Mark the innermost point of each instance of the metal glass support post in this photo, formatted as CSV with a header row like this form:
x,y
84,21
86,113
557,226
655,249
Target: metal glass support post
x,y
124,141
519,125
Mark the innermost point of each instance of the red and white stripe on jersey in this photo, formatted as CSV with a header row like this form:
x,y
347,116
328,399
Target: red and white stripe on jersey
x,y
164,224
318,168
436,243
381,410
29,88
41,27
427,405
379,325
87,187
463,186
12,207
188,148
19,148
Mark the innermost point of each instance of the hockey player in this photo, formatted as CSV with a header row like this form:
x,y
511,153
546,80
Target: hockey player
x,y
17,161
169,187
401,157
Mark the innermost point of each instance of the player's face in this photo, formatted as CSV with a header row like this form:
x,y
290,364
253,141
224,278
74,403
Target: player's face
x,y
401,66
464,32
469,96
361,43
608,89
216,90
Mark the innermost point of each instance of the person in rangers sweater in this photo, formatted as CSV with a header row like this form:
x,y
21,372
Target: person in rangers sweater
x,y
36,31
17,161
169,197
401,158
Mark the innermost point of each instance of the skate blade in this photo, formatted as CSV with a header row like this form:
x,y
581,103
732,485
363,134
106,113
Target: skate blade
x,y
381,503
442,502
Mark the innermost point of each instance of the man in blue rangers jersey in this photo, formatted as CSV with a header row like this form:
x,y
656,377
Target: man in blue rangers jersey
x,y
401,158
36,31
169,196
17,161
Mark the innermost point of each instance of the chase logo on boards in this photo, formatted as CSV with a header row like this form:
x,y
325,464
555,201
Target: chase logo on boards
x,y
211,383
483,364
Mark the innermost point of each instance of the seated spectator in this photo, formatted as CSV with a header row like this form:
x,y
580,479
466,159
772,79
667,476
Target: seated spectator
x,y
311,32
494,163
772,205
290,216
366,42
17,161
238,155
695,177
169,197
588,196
· · · · · · ·
- _YOUR OBJECTIVE_: Count the lines in the records above that contain the word "like", and reply with that number alone.

- _ANSWER TO THE EXERCISE_: 9